**Required work**.
Any picture among the records should be left out, please; retype the rest exactly.

Dataset entries:
* * * * *
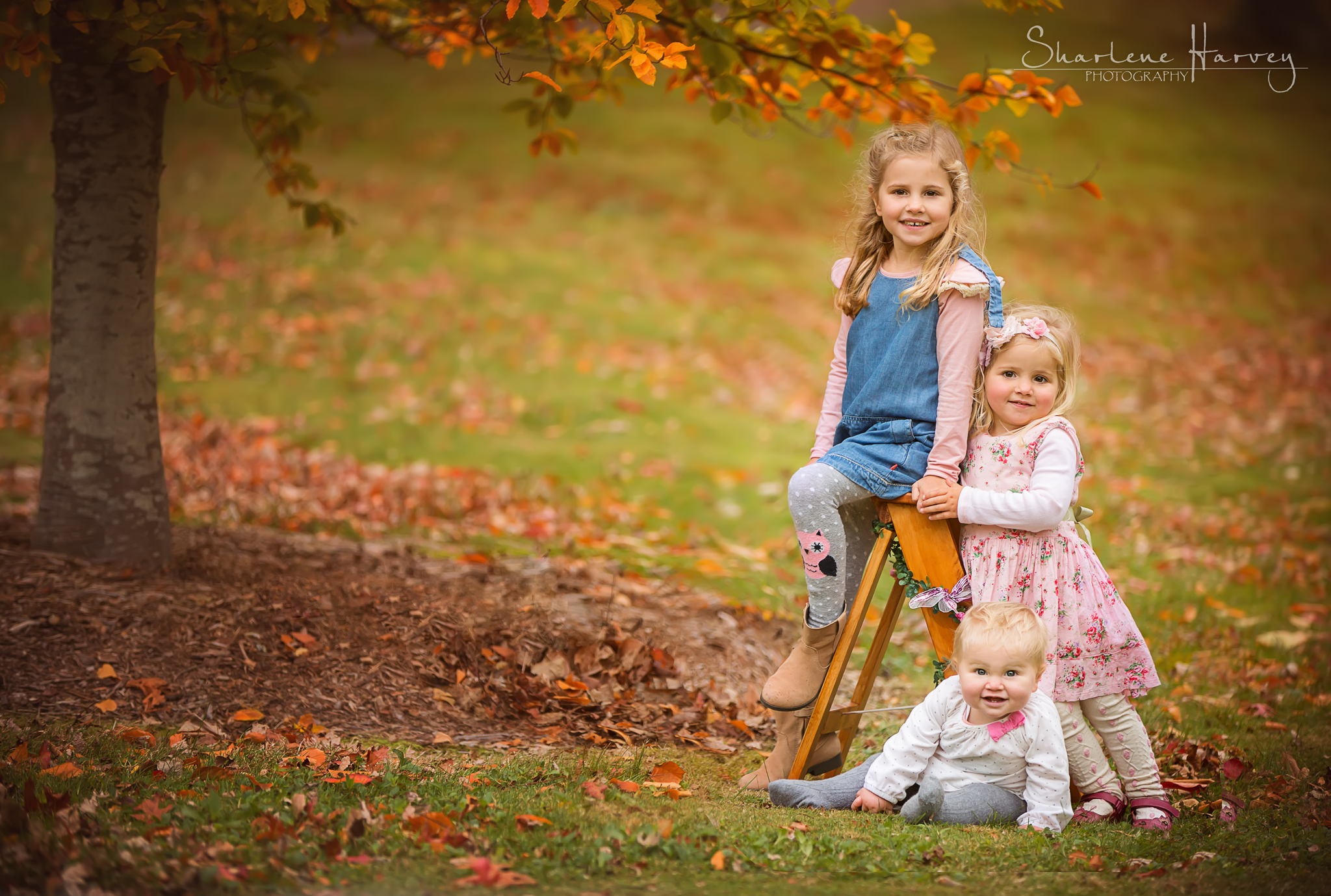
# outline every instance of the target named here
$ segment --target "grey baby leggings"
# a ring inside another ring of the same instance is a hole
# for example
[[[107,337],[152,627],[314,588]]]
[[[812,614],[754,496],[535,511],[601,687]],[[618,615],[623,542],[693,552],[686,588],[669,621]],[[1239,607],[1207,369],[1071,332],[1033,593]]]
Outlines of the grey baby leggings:
[[[873,550],[873,493],[827,463],[791,477],[787,491],[809,587],[809,628],[823,628],[851,608]]]
[[[855,795],[864,787],[869,766],[882,754],[876,754],[862,764],[824,780],[779,780],[768,784],[768,796],[775,805],[811,809],[848,809]],[[950,793],[942,792],[936,778],[925,778],[918,787],[906,789],[906,799],[898,807],[906,821],[938,821],[942,824],[993,824],[1016,821],[1026,811],[1026,801],[1012,791],[994,784],[966,784]]]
* * * * *
**Task output**.
# outline every instance of the target named here
$ segment --target "grey baby leggings"
# a ring inside another ring of the same instance is a hole
# for example
[[[107,337],[152,627],[314,588]]]
[[[812,614],[754,496],[535,511],[601,687]],[[618,615],[623,542],[693,552],[686,588],[669,621]],[[1239,607],[1207,369],[1071,332],[1033,593]]]
Outlines of the grey baby leggings:
[[[873,550],[873,493],[827,463],[791,477],[787,491],[809,587],[809,628],[823,628],[851,608]]]
[[[855,795],[864,787],[869,766],[882,754],[876,754],[862,764],[824,780],[779,780],[768,784],[768,796],[775,805],[811,809],[848,809]],[[950,793],[942,792],[936,778],[925,778],[918,787],[906,789],[906,799],[898,807],[906,821],[938,821],[942,824],[993,824],[1016,821],[1026,811],[1026,801],[1012,791],[994,784],[966,784]]]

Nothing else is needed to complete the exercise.